__The exercise__:
Starting at the line that contains "white backdrop, each", copy each line through the final one exactly as written.

__Supplied records__:
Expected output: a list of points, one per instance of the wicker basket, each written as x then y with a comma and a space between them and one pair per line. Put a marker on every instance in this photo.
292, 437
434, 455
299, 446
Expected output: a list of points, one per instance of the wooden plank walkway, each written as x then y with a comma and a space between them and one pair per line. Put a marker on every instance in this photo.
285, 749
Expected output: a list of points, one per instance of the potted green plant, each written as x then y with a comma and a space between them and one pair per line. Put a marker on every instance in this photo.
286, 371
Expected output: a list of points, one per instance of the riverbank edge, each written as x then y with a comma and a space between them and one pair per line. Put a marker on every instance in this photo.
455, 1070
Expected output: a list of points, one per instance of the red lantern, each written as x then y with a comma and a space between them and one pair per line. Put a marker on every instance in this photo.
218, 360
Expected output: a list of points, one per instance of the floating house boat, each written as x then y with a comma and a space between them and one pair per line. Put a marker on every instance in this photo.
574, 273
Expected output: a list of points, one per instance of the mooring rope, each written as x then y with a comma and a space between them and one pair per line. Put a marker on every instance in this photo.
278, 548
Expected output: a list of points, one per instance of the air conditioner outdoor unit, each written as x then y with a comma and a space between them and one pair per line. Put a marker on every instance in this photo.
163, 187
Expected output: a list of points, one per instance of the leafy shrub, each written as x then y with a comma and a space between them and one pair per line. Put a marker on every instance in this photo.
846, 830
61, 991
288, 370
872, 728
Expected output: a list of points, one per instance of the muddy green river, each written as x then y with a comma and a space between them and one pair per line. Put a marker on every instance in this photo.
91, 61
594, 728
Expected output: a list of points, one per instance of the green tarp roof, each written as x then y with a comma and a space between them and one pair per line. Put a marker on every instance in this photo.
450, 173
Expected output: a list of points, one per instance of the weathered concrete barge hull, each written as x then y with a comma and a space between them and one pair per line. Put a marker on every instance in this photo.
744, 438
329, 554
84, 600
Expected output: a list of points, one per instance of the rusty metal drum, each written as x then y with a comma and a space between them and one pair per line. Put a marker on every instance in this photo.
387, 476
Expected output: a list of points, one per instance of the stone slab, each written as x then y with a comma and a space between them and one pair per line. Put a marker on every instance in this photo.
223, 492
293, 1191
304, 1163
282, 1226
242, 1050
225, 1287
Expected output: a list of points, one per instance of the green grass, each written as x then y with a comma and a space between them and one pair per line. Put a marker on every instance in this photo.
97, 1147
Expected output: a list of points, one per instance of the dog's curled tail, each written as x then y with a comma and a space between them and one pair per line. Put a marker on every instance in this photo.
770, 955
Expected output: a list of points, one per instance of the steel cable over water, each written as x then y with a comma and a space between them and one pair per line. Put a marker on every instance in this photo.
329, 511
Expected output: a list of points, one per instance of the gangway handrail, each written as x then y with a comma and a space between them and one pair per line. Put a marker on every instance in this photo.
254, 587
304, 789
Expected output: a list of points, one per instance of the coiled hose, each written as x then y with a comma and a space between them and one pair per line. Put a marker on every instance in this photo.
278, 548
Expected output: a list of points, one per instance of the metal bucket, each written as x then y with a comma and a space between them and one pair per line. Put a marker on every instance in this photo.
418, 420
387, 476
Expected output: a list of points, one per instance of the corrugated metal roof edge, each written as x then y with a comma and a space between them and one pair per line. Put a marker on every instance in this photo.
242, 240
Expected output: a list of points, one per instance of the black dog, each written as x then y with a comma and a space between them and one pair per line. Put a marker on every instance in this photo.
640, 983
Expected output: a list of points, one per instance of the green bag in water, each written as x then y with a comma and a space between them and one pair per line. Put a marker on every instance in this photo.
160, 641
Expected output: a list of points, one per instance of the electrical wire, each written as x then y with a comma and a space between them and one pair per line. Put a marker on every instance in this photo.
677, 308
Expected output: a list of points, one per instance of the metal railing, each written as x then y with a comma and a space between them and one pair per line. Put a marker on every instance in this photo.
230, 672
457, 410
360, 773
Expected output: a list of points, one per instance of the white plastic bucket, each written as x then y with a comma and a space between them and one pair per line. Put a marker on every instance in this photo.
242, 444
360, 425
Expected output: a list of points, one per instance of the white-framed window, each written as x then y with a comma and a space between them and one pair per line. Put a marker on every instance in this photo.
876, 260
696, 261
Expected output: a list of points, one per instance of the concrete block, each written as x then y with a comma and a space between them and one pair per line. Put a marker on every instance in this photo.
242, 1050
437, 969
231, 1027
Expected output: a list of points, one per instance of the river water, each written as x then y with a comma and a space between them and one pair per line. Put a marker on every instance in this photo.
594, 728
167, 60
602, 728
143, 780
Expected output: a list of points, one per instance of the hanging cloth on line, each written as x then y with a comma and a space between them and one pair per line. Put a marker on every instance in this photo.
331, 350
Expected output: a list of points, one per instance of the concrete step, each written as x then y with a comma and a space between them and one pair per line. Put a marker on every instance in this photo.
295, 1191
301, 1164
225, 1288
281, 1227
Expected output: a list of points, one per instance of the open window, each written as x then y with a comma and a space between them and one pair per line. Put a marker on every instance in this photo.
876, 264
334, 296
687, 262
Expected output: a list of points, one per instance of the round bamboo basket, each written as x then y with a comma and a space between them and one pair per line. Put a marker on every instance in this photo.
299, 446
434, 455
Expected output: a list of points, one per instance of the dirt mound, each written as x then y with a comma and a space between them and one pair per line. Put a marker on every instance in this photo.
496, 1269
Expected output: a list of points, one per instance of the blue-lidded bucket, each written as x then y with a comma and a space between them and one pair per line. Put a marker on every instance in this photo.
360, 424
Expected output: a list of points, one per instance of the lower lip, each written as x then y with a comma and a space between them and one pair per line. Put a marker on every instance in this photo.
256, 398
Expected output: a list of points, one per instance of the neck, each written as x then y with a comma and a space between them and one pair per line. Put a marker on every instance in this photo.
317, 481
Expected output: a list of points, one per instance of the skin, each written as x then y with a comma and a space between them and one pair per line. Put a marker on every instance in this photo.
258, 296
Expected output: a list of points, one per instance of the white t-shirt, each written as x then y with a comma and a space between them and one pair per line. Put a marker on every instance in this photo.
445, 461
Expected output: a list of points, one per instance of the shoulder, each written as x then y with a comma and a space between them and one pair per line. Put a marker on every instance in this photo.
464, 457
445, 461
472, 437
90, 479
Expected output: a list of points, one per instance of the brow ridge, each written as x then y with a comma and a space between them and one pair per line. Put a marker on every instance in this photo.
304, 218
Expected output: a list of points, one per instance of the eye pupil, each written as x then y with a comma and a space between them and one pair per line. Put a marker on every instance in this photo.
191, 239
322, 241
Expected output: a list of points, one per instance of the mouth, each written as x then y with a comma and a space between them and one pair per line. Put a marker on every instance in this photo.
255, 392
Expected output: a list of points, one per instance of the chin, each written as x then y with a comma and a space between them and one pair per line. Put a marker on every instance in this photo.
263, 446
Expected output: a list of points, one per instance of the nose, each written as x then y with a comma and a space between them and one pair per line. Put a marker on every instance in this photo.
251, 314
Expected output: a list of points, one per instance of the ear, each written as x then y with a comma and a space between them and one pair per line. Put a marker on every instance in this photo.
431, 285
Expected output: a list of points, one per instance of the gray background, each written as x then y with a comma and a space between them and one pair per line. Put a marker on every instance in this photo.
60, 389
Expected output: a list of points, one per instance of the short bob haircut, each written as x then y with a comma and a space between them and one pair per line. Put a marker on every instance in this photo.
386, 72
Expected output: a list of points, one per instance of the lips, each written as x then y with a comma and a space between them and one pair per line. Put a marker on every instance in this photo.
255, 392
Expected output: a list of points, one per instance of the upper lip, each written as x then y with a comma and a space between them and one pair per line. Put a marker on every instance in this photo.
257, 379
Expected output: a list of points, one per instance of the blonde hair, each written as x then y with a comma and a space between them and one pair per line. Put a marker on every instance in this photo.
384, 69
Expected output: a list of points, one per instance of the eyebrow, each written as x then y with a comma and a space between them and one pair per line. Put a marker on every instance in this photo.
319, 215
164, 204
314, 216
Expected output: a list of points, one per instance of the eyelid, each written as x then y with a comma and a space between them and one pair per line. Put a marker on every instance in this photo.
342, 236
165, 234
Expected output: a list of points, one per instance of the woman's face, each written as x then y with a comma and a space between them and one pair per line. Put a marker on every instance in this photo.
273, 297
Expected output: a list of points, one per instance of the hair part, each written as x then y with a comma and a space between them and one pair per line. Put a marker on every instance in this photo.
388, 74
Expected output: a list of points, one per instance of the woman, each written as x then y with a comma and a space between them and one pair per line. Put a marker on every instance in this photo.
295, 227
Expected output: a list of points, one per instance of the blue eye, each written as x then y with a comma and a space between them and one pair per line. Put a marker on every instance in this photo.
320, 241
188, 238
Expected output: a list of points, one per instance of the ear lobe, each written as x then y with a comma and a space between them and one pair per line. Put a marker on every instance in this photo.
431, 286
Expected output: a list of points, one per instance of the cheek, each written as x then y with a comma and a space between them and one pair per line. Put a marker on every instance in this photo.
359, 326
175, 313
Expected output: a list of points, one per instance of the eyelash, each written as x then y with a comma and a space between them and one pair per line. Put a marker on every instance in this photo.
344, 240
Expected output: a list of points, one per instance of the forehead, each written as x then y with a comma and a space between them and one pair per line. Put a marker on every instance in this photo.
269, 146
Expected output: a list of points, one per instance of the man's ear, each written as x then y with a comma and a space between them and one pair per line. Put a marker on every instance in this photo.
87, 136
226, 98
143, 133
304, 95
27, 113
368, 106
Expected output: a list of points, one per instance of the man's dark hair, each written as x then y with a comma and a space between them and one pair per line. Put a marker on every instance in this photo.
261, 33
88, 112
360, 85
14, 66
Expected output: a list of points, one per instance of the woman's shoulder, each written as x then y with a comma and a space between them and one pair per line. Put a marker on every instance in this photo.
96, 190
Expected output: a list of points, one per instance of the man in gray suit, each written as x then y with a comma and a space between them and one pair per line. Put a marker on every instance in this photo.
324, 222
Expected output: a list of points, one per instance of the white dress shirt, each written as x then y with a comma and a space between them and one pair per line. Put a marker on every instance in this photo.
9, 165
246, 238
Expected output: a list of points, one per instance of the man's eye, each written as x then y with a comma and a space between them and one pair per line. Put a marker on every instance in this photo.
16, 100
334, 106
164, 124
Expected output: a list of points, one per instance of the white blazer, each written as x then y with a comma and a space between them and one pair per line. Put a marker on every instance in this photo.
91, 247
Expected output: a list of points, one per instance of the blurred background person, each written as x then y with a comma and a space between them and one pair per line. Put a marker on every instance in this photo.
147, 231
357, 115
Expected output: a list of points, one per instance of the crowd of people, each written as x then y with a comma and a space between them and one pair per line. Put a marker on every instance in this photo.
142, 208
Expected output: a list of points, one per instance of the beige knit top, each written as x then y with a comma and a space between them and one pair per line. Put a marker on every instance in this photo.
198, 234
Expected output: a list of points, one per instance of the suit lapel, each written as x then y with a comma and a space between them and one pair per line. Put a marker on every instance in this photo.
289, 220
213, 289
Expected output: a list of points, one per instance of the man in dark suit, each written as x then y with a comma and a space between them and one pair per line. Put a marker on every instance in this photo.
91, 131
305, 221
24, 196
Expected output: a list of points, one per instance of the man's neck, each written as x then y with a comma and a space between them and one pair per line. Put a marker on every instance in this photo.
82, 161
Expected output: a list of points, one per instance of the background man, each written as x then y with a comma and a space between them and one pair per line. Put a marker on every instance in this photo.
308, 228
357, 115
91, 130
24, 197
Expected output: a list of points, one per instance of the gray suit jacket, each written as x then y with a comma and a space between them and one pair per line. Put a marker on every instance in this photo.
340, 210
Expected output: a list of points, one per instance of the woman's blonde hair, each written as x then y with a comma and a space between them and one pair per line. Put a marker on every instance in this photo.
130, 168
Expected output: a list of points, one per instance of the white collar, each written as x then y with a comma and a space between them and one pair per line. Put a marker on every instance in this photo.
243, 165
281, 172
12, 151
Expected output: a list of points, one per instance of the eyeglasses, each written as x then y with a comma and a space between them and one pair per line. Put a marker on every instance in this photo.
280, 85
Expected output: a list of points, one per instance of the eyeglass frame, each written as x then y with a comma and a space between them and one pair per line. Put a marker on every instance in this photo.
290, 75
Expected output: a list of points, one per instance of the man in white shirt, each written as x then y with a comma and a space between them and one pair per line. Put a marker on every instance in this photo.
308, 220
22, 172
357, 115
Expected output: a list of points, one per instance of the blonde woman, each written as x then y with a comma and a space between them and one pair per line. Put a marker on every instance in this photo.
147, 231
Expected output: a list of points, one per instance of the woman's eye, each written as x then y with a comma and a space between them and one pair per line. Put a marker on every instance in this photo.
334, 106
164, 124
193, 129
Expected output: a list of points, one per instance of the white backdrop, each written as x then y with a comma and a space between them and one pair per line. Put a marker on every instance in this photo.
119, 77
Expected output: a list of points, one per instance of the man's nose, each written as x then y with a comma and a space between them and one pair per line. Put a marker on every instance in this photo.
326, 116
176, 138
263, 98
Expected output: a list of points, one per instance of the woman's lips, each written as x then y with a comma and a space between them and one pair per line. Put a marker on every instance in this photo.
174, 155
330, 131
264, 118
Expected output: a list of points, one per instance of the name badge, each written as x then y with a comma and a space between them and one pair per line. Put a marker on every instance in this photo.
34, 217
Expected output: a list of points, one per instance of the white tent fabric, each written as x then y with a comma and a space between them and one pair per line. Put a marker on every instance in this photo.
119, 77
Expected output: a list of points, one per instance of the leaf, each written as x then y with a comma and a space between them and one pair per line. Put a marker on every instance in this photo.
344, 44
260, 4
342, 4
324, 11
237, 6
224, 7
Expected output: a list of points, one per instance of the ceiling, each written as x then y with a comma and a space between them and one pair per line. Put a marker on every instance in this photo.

__Correct response__:
Expected output: a list of points, one per instance of the white backdrop, each written as x then y with a comma and a space between them and one pair per line. Put a marker on every instance in this photo.
119, 77
Expected output: a list of points, one per instance of the man's nose, each written as x then y with a comma and a space between them and one pair per line. Put a marker on every instance in this photo.
326, 116
176, 138
263, 98
Expected output: a list of points, one per instance of the woman's lips, each written as x then y with a comma and a space between them and one pair per line. Put a marker on every instance in this photo.
174, 155
330, 131
264, 118
Expected output: a list of points, one per instance of the name badge, each written as x then y with a comma and a space between them and one pair per line. Put a marker on every instance in this photo.
34, 217
Expected output: a list of points, one per instance of the white tent fabric, each written as x then y with a comma and a space between them and one pair per line. Put a marker on every instance in this photo.
119, 77
Expected output: a list of points, one per instance of the leaf, each written as x then y with a comma and a space between them and one pair per line. Put a marker on every instance in this photo.
344, 44
260, 4
342, 4
324, 11
237, 6
224, 7
Expected output: a list of points, one per instance of the ceiling, each written as x then y with a comma and a space between them and one pair per line. Put a marker on every instance in this photo.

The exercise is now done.